** Entries taken from a collection **

BEGIN

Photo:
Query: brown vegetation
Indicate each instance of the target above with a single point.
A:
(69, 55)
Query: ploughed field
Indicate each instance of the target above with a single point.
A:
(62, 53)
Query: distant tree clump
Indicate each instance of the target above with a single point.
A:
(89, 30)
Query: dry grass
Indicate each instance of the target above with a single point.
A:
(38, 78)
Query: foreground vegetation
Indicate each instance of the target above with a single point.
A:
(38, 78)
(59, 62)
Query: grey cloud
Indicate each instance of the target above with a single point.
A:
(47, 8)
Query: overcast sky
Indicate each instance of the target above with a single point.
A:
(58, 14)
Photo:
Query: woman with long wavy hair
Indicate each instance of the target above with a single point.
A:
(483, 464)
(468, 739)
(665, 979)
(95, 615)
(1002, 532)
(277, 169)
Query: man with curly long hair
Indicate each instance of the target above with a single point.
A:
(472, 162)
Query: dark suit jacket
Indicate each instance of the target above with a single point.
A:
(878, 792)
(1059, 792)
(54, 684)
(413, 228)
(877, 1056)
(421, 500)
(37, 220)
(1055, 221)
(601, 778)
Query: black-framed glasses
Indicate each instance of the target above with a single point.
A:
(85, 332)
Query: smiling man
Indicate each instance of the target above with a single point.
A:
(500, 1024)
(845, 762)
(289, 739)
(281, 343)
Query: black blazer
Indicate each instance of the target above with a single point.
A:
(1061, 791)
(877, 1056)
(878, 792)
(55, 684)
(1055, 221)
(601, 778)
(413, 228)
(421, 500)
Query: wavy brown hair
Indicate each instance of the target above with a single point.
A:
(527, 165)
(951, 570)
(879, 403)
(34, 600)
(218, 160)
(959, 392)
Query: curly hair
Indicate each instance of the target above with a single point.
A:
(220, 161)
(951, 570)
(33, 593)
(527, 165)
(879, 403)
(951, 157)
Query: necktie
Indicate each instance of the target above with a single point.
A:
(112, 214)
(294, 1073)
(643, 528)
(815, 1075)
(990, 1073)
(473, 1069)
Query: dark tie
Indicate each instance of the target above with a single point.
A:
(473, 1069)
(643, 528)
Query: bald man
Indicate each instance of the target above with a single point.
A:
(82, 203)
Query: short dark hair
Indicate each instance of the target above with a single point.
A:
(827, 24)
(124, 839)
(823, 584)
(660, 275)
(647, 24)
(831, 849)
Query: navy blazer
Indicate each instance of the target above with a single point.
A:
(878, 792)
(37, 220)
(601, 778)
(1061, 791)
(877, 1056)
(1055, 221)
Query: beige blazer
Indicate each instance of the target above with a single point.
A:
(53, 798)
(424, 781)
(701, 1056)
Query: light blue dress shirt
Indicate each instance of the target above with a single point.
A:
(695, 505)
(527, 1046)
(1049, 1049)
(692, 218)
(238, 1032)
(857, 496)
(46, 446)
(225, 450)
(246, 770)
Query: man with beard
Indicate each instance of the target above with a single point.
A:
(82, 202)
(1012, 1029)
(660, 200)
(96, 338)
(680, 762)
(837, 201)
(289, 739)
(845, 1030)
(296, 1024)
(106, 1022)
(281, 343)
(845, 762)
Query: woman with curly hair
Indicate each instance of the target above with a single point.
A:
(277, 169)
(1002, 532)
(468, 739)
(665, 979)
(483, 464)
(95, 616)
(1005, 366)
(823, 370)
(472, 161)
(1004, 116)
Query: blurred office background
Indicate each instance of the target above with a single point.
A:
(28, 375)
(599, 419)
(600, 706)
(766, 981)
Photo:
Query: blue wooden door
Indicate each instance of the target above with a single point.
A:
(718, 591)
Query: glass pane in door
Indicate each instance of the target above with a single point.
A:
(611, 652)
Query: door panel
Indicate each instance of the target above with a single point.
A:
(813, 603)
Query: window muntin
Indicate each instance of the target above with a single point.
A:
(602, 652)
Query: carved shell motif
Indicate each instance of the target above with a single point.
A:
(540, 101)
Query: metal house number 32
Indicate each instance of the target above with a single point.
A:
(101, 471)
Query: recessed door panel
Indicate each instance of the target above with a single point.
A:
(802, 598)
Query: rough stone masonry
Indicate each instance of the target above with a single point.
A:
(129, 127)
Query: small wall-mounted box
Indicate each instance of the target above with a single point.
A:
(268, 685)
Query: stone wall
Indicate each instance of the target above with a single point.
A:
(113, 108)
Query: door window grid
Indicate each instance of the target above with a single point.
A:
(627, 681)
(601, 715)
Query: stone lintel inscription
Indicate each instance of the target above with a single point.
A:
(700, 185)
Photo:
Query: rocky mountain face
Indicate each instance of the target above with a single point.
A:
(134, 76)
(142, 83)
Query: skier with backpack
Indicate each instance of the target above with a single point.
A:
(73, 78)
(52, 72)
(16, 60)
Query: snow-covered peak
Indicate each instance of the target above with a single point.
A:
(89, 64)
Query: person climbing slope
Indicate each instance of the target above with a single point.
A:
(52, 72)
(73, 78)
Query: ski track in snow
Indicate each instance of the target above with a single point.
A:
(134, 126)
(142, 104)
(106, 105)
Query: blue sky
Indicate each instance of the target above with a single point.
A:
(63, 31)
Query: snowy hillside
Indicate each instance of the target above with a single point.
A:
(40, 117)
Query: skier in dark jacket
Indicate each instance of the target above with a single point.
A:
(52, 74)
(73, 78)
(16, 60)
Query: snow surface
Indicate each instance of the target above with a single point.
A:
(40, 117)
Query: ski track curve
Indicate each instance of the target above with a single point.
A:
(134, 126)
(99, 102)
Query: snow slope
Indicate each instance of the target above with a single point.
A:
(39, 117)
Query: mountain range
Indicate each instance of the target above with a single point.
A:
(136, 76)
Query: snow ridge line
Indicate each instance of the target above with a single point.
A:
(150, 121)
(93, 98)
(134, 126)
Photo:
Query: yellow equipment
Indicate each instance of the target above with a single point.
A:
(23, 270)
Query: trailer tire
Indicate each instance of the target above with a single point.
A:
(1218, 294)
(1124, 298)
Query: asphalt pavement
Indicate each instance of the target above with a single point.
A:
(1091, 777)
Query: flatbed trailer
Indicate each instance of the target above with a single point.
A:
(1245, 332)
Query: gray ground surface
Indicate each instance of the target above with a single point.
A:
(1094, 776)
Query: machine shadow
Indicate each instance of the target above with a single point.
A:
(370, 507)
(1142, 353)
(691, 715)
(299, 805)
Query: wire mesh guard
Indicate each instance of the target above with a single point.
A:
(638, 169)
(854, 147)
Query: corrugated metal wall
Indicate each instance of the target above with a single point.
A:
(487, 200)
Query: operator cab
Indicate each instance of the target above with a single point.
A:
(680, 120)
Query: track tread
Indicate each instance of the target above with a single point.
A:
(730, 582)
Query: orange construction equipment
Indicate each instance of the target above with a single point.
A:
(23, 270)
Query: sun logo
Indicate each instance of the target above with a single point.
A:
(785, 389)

END

** Aim of the task **
Exact duplication is required for the lines above, from the line that contains "Query: ski track curve" to the line that contains "Query: mountain range", inclusive; omit all others.

** Result for this exercise **
Query: ski track curve
Indicate each instance of the target above with a single point.
A:
(134, 126)
(99, 102)
Query: snow slope
Indicate each instance of the target above with a single point.
A:
(39, 117)
Query: mountain range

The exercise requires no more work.